- ABOUT THIS EXERCISE
Where a line below holds the string "shirt", count it; then give the total without any other words.

Stored dataset items

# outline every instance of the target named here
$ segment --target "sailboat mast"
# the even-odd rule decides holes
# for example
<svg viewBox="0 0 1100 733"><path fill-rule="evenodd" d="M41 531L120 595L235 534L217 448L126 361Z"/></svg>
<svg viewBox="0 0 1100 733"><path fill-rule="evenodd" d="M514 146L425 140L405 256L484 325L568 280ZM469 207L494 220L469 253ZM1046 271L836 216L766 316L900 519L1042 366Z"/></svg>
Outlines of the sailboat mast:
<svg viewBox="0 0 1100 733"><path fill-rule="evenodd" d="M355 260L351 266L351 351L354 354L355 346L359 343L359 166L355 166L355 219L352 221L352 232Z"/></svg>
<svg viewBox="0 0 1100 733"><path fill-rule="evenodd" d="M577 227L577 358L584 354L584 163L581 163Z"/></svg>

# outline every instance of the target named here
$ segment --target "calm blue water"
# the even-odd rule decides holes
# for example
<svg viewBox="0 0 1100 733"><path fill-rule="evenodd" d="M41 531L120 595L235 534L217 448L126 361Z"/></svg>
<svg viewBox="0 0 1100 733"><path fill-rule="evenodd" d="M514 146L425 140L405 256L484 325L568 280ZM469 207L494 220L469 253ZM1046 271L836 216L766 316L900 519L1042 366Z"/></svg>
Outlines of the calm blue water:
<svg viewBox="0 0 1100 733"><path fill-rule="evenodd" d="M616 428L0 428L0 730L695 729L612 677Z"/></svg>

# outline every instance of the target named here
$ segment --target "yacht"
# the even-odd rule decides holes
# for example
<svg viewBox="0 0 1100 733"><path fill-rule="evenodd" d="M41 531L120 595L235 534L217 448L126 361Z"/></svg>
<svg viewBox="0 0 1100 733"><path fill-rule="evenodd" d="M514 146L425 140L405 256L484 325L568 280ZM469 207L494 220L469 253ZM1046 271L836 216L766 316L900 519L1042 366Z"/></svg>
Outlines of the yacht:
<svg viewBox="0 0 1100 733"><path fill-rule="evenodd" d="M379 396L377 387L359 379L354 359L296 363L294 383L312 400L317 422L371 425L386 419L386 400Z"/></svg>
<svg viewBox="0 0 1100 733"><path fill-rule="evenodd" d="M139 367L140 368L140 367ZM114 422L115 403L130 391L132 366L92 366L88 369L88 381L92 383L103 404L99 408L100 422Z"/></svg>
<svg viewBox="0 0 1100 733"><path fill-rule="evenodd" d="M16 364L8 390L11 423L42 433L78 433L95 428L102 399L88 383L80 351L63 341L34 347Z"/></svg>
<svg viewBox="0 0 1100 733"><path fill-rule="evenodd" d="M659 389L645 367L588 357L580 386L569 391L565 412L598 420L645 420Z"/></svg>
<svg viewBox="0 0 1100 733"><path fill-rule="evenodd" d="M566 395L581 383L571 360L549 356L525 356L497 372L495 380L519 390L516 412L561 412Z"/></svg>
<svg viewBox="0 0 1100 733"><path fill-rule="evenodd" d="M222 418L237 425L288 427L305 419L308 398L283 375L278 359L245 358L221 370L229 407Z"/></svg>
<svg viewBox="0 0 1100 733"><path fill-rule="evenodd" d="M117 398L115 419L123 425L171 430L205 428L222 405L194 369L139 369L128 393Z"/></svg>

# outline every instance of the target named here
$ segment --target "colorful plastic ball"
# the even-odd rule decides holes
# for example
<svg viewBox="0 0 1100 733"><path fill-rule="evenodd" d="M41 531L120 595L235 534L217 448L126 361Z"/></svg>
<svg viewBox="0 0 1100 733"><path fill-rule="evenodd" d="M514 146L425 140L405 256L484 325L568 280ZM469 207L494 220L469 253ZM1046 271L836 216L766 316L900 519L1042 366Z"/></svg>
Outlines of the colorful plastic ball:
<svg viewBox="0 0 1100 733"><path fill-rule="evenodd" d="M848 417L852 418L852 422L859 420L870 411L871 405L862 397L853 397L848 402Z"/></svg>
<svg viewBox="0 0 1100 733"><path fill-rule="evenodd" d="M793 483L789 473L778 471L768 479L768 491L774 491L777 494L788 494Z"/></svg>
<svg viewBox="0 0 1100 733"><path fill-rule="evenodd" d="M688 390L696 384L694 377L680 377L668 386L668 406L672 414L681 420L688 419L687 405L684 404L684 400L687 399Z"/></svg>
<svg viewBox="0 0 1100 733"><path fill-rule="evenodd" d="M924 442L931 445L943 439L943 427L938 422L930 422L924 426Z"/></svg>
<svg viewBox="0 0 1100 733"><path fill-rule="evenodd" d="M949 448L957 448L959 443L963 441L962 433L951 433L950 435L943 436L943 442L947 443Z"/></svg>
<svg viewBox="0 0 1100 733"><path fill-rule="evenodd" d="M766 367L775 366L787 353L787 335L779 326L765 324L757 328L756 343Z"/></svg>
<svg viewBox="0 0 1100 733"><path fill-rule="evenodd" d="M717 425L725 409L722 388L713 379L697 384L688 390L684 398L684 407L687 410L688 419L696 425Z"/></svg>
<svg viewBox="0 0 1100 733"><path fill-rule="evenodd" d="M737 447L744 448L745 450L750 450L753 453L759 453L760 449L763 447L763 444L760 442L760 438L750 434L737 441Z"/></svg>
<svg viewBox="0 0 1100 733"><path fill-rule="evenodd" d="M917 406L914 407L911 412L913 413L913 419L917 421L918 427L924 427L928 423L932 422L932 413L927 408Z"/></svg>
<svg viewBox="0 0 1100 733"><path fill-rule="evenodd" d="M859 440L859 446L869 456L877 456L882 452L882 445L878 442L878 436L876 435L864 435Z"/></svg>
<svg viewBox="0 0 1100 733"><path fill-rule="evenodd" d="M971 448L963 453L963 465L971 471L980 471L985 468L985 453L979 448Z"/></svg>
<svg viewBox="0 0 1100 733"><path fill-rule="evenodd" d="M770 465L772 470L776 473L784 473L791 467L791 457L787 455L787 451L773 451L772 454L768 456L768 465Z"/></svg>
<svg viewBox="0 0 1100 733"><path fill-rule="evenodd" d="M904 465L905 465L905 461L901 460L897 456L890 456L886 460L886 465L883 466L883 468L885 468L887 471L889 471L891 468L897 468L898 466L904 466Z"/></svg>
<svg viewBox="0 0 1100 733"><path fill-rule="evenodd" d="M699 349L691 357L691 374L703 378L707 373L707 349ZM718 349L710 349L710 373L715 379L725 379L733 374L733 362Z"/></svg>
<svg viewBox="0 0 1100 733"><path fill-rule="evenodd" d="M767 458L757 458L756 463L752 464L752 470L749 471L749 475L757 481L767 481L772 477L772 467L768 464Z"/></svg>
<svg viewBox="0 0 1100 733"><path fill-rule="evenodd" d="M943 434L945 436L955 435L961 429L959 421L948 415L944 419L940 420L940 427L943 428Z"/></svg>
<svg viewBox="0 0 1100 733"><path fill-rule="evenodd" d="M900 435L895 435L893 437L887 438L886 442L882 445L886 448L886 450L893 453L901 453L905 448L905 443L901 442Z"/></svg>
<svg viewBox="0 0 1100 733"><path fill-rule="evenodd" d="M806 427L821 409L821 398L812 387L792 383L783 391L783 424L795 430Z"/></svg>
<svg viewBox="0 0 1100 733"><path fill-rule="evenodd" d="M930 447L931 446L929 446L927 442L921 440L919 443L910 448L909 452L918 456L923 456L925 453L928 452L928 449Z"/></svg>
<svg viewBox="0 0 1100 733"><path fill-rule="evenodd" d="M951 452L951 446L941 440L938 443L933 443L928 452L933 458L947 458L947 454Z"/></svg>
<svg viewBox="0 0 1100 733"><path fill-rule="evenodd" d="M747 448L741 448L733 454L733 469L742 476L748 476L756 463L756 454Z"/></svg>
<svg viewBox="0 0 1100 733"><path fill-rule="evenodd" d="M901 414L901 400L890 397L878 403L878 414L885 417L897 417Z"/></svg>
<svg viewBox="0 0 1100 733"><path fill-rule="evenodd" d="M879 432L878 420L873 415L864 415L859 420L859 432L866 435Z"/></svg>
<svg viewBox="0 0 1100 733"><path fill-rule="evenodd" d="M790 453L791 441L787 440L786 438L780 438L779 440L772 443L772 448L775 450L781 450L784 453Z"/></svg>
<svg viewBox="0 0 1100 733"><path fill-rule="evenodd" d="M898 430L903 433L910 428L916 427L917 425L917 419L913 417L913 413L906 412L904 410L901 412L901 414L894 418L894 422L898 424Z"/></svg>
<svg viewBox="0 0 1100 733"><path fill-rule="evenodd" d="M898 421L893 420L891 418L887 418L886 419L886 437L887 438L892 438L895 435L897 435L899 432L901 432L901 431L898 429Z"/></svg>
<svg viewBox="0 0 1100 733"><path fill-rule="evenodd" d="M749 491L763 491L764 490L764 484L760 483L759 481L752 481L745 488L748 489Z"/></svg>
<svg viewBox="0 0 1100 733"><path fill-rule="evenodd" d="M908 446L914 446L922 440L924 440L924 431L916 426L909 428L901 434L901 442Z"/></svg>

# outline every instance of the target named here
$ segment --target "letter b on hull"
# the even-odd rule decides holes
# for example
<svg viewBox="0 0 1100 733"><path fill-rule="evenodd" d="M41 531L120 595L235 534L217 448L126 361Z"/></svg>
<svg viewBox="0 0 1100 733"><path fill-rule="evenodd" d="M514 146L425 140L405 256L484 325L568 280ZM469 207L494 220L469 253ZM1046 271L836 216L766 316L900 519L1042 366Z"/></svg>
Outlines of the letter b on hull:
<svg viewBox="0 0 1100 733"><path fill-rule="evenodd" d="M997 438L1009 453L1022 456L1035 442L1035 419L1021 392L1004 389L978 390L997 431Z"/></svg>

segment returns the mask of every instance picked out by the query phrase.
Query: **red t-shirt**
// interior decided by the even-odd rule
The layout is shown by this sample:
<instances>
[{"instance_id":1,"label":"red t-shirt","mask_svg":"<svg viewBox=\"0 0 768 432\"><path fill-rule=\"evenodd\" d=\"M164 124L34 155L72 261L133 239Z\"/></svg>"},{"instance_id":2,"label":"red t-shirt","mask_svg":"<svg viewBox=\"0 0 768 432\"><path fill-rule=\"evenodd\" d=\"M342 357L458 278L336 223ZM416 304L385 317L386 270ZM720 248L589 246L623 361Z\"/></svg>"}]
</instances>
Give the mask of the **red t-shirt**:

- PROBLEM SOLUTION
3